* [Your objective]: Return exactly the lines below, starting with the one that has "Target: dark red tulip" and going on through the one that has "the wet rock.".

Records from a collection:
::::

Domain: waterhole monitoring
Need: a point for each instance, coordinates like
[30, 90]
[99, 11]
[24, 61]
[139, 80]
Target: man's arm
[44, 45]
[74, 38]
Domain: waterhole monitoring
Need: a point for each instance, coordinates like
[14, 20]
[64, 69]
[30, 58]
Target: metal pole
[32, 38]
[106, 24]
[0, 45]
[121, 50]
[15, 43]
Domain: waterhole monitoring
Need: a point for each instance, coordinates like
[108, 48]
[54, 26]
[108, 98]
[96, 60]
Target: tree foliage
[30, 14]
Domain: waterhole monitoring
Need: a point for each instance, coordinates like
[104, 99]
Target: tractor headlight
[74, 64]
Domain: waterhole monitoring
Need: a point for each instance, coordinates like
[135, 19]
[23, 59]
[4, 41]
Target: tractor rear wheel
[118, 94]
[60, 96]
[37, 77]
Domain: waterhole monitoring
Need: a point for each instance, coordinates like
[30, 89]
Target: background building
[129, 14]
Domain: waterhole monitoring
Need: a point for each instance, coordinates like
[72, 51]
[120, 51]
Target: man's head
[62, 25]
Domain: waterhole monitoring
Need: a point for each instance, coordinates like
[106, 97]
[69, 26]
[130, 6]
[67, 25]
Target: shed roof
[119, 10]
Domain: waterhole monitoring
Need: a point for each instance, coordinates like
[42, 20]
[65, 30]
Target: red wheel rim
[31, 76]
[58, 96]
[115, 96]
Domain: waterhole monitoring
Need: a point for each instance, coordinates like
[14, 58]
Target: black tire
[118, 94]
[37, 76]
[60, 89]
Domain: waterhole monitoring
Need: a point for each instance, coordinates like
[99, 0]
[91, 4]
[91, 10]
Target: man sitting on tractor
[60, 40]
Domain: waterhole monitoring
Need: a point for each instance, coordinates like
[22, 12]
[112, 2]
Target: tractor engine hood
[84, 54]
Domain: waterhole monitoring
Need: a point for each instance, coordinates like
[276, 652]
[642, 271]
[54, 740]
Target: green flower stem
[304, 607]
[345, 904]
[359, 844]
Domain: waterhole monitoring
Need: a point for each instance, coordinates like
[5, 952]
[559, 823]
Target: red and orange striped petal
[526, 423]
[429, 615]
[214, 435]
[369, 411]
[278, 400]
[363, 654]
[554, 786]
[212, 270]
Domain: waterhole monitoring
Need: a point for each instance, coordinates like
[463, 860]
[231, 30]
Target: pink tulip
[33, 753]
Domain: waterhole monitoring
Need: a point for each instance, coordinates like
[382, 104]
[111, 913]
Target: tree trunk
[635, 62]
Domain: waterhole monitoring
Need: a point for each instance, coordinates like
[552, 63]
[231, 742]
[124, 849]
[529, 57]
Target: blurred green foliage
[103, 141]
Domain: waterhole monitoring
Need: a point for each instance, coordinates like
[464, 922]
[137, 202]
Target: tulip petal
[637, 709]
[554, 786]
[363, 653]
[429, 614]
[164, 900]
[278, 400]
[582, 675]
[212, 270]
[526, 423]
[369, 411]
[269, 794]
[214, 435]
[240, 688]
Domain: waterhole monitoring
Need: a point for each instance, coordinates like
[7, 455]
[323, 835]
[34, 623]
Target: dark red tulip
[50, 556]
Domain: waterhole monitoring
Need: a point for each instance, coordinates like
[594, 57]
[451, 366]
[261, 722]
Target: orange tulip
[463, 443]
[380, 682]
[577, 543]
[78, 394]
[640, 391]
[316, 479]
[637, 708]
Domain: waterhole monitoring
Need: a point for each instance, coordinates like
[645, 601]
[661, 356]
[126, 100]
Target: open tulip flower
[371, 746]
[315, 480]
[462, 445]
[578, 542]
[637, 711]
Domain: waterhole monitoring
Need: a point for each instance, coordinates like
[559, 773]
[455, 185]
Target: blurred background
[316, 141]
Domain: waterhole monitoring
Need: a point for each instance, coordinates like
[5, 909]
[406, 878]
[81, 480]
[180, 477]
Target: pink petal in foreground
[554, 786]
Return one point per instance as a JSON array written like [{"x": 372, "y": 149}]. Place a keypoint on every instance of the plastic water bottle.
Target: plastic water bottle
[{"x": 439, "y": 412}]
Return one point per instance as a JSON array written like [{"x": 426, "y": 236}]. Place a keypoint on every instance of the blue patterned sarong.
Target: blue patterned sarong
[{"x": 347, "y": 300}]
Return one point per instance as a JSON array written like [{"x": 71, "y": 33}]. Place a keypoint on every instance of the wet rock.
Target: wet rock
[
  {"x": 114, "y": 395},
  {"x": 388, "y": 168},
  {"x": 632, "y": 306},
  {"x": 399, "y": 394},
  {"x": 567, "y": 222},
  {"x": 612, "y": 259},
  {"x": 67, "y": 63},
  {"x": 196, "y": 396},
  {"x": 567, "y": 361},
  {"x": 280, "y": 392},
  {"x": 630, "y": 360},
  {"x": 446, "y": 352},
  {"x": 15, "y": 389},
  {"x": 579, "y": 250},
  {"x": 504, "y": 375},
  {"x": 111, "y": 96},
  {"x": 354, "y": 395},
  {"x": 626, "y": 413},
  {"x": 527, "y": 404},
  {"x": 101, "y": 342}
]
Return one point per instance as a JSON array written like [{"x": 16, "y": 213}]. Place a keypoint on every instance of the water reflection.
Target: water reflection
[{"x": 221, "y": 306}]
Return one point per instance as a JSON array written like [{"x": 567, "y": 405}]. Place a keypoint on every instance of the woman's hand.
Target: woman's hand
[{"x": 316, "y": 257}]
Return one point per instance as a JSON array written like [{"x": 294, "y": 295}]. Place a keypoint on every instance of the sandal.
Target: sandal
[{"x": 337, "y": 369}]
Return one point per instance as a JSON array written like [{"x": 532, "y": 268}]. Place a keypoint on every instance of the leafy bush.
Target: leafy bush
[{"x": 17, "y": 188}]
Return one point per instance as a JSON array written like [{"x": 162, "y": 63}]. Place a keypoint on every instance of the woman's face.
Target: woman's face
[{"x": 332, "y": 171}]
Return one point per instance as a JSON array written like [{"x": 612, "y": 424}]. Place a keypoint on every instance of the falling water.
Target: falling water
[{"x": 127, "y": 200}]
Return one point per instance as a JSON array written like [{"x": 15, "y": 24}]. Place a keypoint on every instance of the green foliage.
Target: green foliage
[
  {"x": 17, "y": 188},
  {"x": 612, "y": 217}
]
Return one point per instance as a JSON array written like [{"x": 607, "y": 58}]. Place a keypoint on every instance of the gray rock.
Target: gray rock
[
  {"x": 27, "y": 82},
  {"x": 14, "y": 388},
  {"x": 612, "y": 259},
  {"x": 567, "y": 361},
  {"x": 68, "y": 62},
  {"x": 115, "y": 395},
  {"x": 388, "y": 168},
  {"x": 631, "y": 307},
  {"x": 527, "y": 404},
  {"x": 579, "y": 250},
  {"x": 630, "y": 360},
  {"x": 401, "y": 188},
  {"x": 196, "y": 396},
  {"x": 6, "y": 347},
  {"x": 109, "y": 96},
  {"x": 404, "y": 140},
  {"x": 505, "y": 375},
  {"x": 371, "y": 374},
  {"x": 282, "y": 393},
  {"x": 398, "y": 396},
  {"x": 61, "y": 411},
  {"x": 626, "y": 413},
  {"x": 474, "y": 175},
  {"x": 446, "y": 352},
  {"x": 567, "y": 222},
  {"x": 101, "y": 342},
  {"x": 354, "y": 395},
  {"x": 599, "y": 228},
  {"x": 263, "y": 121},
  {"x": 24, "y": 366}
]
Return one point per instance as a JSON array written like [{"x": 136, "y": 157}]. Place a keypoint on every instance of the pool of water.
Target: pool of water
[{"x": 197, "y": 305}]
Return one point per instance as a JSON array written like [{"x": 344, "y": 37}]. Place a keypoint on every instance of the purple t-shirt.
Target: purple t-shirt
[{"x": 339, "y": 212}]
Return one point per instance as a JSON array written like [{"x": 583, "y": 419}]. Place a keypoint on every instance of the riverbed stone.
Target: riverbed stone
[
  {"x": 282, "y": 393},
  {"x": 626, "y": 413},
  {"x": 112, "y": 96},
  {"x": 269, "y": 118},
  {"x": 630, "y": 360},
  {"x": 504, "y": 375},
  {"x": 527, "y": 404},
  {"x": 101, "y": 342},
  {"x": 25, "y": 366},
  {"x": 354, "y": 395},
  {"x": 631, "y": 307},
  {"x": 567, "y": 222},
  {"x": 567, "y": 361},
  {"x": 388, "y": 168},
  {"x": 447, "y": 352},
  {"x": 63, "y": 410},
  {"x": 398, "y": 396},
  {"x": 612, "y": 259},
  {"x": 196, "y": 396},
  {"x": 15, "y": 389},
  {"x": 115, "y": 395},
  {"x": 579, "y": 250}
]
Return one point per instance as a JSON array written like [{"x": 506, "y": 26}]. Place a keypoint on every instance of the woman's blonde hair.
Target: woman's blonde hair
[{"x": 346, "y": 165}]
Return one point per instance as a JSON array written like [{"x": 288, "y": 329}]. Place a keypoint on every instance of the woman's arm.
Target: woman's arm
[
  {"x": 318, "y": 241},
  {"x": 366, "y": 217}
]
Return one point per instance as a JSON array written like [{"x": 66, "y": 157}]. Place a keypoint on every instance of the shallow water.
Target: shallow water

::::

* [Answer box]:
Target: dark red tulip
[50, 556]
Domain: waterhole monitoring
Need: a point for each instance, coordinates like
[594, 57]
[451, 366]
[261, 722]
Target: orange tulip
[463, 443]
[380, 682]
[577, 543]
[78, 394]
[640, 391]
[316, 479]
[637, 708]
Domain: waterhole monitoring
Need: a point for each instance, coordinates like
[645, 601]
[661, 356]
[126, 100]
Target: open tulip flower
[371, 746]
[315, 480]
[462, 445]
[578, 542]
[637, 711]
Domain: waterhole monitoring
Need: a point for each instance, coordinates like
[559, 773]
[455, 185]
Target: blurred background
[316, 141]
Domain: waterhole monitoring
Need: a point for each instance, coordinates like
[5, 909]
[406, 878]
[81, 480]
[180, 477]
Target: pink petal in foreground
[554, 786]
Return one point per instance as a JSON array written like [{"x": 372, "y": 149}]. Place a keypoint on every instance of the plastic water bottle.
Target: plastic water bottle
[{"x": 439, "y": 412}]
Return one point per instance as a JSON array written like [{"x": 426, "y": 236}]. Place a keypoint on every instance of the blue patterned sarong.
Target: blue patterned sarong
[{"x": 347, "y": 300}]
Return one point per instance as a JSON array written like [{"x": 71, "y": 33}]. Place a keypoint on every instance of the wet rock.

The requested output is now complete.